Stored data:

···

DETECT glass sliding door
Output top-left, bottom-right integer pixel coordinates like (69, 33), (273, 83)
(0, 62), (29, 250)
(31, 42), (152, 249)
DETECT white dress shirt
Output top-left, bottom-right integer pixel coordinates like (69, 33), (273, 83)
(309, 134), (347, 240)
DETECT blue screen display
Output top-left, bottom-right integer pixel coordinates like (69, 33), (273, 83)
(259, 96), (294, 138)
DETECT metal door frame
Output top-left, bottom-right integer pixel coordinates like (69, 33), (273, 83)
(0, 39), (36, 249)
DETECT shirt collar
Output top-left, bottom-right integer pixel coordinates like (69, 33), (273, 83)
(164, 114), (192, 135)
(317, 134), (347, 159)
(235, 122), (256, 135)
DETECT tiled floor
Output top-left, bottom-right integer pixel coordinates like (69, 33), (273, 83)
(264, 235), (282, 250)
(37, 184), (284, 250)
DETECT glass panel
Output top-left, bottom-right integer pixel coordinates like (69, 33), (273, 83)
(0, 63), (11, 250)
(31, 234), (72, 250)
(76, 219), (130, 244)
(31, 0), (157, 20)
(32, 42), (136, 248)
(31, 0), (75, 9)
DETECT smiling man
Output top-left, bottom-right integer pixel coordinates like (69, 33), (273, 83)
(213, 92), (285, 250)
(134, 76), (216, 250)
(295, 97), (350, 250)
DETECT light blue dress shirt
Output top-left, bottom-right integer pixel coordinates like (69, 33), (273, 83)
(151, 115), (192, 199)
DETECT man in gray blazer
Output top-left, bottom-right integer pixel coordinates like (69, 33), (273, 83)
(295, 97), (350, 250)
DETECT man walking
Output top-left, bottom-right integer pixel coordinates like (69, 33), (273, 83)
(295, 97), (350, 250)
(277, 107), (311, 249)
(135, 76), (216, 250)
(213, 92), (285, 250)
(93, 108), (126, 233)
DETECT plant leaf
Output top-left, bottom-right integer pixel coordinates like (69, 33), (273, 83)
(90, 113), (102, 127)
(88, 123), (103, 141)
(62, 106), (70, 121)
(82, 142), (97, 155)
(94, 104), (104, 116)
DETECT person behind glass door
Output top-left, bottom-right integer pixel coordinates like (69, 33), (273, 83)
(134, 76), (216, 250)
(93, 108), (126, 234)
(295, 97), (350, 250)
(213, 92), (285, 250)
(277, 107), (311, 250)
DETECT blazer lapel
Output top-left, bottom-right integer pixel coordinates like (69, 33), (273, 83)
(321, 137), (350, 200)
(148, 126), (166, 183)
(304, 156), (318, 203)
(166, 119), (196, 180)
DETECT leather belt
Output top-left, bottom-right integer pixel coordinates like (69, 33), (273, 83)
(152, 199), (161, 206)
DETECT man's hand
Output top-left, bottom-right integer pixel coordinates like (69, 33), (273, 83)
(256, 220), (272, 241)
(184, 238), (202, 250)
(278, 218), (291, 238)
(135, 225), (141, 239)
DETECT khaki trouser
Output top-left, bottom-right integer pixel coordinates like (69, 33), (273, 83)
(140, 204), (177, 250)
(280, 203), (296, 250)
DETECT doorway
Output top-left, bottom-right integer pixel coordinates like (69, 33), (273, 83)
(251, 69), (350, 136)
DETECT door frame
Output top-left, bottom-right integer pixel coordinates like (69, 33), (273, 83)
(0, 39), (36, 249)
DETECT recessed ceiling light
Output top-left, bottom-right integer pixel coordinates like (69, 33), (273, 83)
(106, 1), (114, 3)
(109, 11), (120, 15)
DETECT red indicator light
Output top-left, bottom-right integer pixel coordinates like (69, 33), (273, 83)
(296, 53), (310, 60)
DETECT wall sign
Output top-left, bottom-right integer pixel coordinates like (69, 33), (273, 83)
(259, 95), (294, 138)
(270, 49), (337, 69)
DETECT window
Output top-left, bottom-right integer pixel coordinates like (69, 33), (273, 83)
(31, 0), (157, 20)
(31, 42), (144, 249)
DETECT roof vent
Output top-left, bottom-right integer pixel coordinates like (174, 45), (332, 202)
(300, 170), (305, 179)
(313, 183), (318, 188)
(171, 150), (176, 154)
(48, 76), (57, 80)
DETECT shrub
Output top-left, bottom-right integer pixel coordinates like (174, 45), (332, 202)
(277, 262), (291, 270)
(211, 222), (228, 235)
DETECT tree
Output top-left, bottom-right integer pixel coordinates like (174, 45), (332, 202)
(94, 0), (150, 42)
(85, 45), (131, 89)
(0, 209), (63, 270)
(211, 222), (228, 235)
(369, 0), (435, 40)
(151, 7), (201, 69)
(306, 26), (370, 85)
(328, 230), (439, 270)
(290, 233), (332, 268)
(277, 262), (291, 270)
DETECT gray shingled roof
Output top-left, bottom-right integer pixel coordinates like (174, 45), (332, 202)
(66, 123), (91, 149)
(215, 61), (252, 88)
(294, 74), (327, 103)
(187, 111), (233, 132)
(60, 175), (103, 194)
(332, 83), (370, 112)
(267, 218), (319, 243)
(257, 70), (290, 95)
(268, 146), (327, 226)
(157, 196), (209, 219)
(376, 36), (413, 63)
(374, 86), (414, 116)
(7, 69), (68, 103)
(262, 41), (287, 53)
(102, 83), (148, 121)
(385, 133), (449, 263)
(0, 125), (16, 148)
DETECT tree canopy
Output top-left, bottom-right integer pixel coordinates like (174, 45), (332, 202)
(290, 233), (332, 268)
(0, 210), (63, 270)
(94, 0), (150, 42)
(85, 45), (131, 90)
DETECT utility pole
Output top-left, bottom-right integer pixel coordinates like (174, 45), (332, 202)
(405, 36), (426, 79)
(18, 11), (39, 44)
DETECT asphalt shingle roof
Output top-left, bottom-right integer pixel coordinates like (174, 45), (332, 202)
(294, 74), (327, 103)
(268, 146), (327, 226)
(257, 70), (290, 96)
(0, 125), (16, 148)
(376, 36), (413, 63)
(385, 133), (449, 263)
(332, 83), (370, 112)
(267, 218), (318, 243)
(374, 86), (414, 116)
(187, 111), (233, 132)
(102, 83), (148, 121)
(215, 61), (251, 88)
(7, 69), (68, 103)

···

WHAT THE TASK ASKS - The records above need to be returned in full, with nothing altered.

SOLUTION FOR THIS TASK -
DETECT glass sliding door
Output top-left, bottom-right integer pixel coordinates like (69, 33), (273, 83)
(0, 62), (29, 250)
(31, 42), (152, 249)
DETECT white dress shirt
Output top-left, bottom-right integer pixel coordinates like (69, 33), (273, 83)
(309, 134), (347, 240)
DETECT blue screen display
Output top-left, bottom-right integer pixel coordinates like (69, 33), (273, 83)
(259, 96), (294, 138)
DETECT metal door frame
Output top-left, bottom-right integer pixel coordinates like (69, 33), (273, 83)
(0, 39), (36, 249)
DETECT shirt collar
Output top-left, bottom-right integer pixel coordinates like (69, 33), (273, 83)
(164, 114), (192, 135)
(317, 134), (347, 159)
(235, 122), (256, 135)
DETECT tiled floor
Output top-left, bottom-right integer pixel coordinates like (69, 33), (273, 83)
(264, 235), (282, 250)
(37, 184), (284, 250)
DETECT glass panel
Output top-left, bottom-right integer pixel coordinates like (69, 33), (273, 83)
(0, 63), (11, 250)
(31, 234), (72, 250)
(76, 219), (130, 244)
(31, 0), (157, 20)
(32, 42), (136, 248)
(31, 0), (75, 9)
DETECT smiling man
Output top-left, bottom-right integer pixel coordinates like (69, 33), (273, 83)
(213, 92), (285, 250)
(134, 76), (216, 250)
(295, 97), (350, 250)
DETECT light blue dress shirt
Output top-left, bottom-right integer pixel coordinates like (69, 33), (273, 83)
(151, 115), (192, 199)
DETECT man in gray blazer
Output top-left, bottom-right integer pixel coordinates like (69, 33), (273, 83)
(295, 97), (350, 250)
DETECT man walking
Output top-left, bottom-right integer pixel coordinates like (69, 33), (273, 83)
(295, 97), (350, 250)
(277, 107), (311, 249)
(135, 76), (216, 250)
(213, 92), (285, 250)
(93, 108), (126, 233)
DETECT plant leaf
Output top-left, bottom-right integer pixel coordinates like (69, 33), (273, 83)
(90, 113), (102, 127)
(88, 123), (103, 141)
(62, 106), (70, 121)
(82, 142), (97, 155)
(94, 104), (104, 116)
DETECT person behind glass door
Output top-left, bottom-right integer pixel coordinates like (69, 33), (273, 83)
(134, 76), (216, 250)
(93, 108), (126, 234)
(295, 97), (350, 250)
(213, 92), (285, 250)
(277, 107), (311, 250)
DETECT blazer lapel
Output top-left, bottom-right integer pixel coordinates like (69, 33), (273, 83)
(321, 137), (350, 200)
(148, 126), (166, 183)
(304, 156), (318, 203)
(166, 119), (196, 180)
DETECT leather belt
Output top-left, bottom-right integer pixel coordinates like (69, 33), (273, 83)
(152, 199), (161, 206)
DETECT man's hand
Output top-left, bottom-right integer pixel coordinates like (69, 33), (273, 83)
(256, 220), (272, 241)
(184, 238), (202, 250)
(278, 218), (291, 238)
(135, 225), (141, 239)
DETECT khaki trouser
Output top-left, bottom-right integer pixel coordinates like (69, 33), (273, 83)
(140, 204), (177, 250)
(280, 203), (296, 250)
DETECT doorway
Output top-left, bottom-right integer pixel coordinates like (69, 33), (273, 83)
(251, 69), (350, 136)
DETECT door frame
Output top-left, bottom-right integer pixel coordinates like (69, 33), (273, 83)
(0, 39), (36, 249)
DETECT recessed ceiling light
Output top-left, bottom-right integer pixel coordinates like (69, 33), (273, 83)
(106, 1), (114, 3)
(109, 11), (120, 15)
DETECT red indicator light
Output top-left, bottom-right integer pixel coordinates like (69, 33), (273, 83)
(296, 53), (310, 60)
DETECT wall sign
Output top-left, bottom-right integer pixel coordinates like (69, 33), (273, 83)
(259, 95), (294, 138)
(270, 49), (337, 69)
DETECT window
Output top-left, bottom-right integer pixel coordinates like (69, 33), (273, 83)
(31, 0), (157, 20)
(31, 42), (144, 249)
DETECT roof vent
Output top-left, bottom-right integer pixel coordinates like (174, 45), (332, 202)
(300, 170), (305, 179)
(313, 183), (318, 188)
(171, 150), (176, 154)
(48, 76), (57, 80)
DETECT shrub
Output top-left, bottom-right integer pixel coordinates like (174, 45), (332, 202)
(277, 262), (291, 270)
(211, 222), (228, 235)
DETECT tree
Output top-left, bottom-right integer pixel coordinates like (174, 45), (332, 202)
(94, 0), (150, 42)
(85, 45), (131, 89)
(0, 209), (63, 270)
(211, 222), (228, 235)
(369, 0), (435, 40)
(151, 7), (201, 69)
(306, 26), (370, 85)
(328, 230), (439, 270)
(290, 233), (332, 268)
(277, 262), (291, 270)
DETECT gray shingled roof
Output top-left, bottom-right integer pixel coordinates like (174, 45), (332, 202)
(66, 123), (91, 149)
(215, 61), (252, 88)
(294, 74), (327, 103)
(187, 111), (233, 132)
(60, 175), (103, 194)
(332, 83), (370, 112)
(267, 218), (319, 243)
(257, 70), (290, 95)
(268, 146), (327, 226)
(157, 196), (209, 219)
(376, 36), (413, 63)
(374, 86), (414, 116)
(7, 69), (68, 103)
(262, 41), (287, 53)
(102, 83), (148, 121)
(385, 133), (449, 263)
(0, 125), (16, 148)
DETECT tree canopy
Output top-left, bottom-right integer pixel coordinates like (174, 45), (332, 202)
(290, 233), (332, 268)
(0, 210), (63, 270)
(94, 0), (150, 42)
(85, 45), (131, 90)
DETECT utility pole
Output top-left, bottom-right integer pixel coordinates like (174, 45), (332, 202)
(405, 36), (426, 79)
(18, 11), (39, 44)
DETECT asphalt shingle roof
Output top-left, bottom-right integer pixel coordinates like (174, 45), (332, 202)
(294, 74), (327, 103)
(268, 146), (327, 226)
(257, 70), (290, 96)
(0, 125), (16, 148)
(376, 36), (413, 63)
(385, 133), (449, 263)
(332, 83), (370, 112)
(267, 218), (318, 243)
(374, 86), (414, 116)
(187, 111), (233, 132)
(102, 83), (148, 121)
(215, 61), (251, 88)
(7, 69), (68, 103)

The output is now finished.